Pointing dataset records
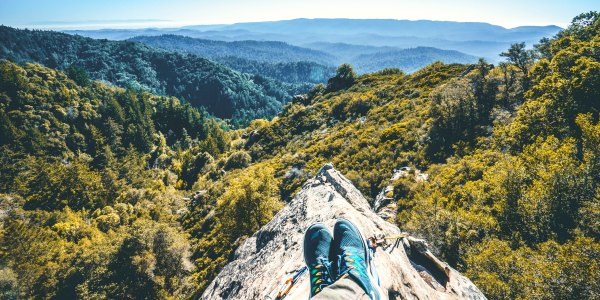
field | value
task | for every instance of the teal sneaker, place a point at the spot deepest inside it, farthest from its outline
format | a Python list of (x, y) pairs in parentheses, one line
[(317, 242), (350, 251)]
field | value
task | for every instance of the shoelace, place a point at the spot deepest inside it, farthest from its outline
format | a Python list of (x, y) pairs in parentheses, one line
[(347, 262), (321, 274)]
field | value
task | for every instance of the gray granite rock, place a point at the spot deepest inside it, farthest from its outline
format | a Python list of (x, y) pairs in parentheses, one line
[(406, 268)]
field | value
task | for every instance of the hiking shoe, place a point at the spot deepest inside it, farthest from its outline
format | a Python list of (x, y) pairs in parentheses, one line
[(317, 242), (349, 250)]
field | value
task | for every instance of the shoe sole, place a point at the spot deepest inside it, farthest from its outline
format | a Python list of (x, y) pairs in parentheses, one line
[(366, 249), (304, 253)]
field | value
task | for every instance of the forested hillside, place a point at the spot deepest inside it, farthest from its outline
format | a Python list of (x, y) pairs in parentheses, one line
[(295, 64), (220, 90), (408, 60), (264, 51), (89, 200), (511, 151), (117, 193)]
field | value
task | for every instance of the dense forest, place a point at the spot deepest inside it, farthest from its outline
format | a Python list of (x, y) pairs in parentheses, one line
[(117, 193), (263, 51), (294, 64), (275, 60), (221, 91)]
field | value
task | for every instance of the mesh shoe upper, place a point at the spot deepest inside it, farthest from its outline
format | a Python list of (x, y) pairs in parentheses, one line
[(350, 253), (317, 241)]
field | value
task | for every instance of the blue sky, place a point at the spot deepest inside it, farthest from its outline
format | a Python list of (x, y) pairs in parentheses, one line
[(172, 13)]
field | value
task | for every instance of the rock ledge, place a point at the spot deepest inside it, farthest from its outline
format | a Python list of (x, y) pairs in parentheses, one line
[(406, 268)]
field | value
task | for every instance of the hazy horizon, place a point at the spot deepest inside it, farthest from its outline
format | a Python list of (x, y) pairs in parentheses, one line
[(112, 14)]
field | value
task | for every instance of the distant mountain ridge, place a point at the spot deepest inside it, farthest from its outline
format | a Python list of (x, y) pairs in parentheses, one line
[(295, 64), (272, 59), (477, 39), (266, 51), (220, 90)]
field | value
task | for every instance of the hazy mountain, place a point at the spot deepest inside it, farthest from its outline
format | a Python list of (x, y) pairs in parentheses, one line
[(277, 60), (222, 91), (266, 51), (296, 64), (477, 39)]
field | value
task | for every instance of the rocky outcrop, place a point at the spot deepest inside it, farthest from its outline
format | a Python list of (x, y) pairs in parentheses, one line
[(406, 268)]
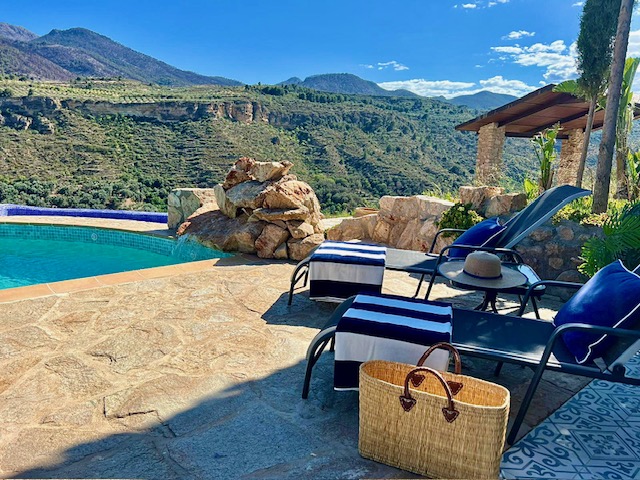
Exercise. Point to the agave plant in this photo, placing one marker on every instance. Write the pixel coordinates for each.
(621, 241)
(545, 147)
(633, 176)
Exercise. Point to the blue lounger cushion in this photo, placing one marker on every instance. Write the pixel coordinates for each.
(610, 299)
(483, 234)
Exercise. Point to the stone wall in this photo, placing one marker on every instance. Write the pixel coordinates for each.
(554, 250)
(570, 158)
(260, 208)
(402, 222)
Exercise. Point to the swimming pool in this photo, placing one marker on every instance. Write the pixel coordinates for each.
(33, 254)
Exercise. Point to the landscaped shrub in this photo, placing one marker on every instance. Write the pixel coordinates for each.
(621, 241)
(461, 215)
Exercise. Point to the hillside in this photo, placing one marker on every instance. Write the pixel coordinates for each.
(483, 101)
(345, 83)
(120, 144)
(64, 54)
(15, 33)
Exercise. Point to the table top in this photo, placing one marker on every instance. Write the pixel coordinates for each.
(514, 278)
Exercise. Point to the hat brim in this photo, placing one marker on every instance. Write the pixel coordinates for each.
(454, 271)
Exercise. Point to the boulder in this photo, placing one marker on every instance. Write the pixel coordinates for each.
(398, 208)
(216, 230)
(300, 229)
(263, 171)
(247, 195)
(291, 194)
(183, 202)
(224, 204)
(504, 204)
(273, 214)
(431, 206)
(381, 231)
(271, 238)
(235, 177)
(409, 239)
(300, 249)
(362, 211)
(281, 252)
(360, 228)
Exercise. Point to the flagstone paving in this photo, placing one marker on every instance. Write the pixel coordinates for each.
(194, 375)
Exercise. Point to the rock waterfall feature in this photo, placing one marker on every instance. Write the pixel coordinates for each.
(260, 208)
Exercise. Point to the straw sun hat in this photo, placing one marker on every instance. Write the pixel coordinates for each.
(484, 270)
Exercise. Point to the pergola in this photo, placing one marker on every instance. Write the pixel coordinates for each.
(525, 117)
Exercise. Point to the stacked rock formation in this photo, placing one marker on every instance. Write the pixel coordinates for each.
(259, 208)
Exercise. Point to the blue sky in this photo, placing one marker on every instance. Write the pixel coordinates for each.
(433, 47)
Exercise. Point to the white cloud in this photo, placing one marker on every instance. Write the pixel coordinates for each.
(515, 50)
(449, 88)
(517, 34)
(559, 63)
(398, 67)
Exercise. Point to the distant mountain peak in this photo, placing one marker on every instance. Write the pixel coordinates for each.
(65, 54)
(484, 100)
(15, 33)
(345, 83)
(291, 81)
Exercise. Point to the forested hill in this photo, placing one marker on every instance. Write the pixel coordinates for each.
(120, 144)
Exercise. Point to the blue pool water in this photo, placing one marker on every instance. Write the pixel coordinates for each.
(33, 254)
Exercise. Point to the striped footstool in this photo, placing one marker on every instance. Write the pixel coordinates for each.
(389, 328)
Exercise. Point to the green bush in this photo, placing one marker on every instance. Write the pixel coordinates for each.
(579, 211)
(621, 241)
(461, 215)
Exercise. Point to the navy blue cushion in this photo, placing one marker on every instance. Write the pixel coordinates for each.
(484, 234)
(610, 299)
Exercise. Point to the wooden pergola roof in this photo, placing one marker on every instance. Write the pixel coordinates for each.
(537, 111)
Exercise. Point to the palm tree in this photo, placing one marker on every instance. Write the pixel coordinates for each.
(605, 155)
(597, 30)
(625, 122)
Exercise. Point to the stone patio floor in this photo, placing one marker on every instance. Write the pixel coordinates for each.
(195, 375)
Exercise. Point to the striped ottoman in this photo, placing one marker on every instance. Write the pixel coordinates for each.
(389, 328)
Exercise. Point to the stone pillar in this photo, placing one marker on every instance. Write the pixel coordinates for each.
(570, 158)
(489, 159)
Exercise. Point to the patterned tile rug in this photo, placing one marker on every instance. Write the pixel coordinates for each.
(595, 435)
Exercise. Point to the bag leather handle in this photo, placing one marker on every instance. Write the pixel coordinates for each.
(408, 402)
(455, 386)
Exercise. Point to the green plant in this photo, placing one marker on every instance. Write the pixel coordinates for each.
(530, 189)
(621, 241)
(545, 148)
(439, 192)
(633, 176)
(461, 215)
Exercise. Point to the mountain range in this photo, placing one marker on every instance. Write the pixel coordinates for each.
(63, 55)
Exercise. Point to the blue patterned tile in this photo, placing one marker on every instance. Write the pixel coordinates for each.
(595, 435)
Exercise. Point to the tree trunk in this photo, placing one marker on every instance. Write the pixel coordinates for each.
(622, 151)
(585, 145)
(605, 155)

• Work instructions: Print the stretch from the start of the records through the line that contains "[(366, 249), (304, 253)]", both ends included, copying every line without changes. Leave the pictures out of your answer.

• Full output:
field | value
task | for every instance of the teal sneaker, place a point at the spot deepest inside it, farthest from its outline
format | a Python list of (x, y) pairs in parentheses, one line
[(317, 242), (350, 251)]
field | value
task | for every instance of the shoelace, place a point at the spot deepest inside it, farthest from its outline
format | a Python list of (x, y) pairs in parentheses, one line
[(347, 262), (321, 274)]
field | value
task | for every instance of the gray granite rock, place a point at the spot deepest inside it, farthest from its outline
format | a Python list of (x, y) pairs in parentheses, one line
[(406, 268)]
field | value
task | for every instance of the hiking shoe, place a point at the spot deepest inside it, farthest from its outline
format | a Python list of (x, y) pairs in parentheses, one line
[(317, 242), (349, 250)]
field | value
task | for every instance of the shoe sole, place a point at the spot deepest inside it, farthest from its outline
format | a Python list of (x, y) pairs in parentheses, one line
[(366, 249), (304, 253)]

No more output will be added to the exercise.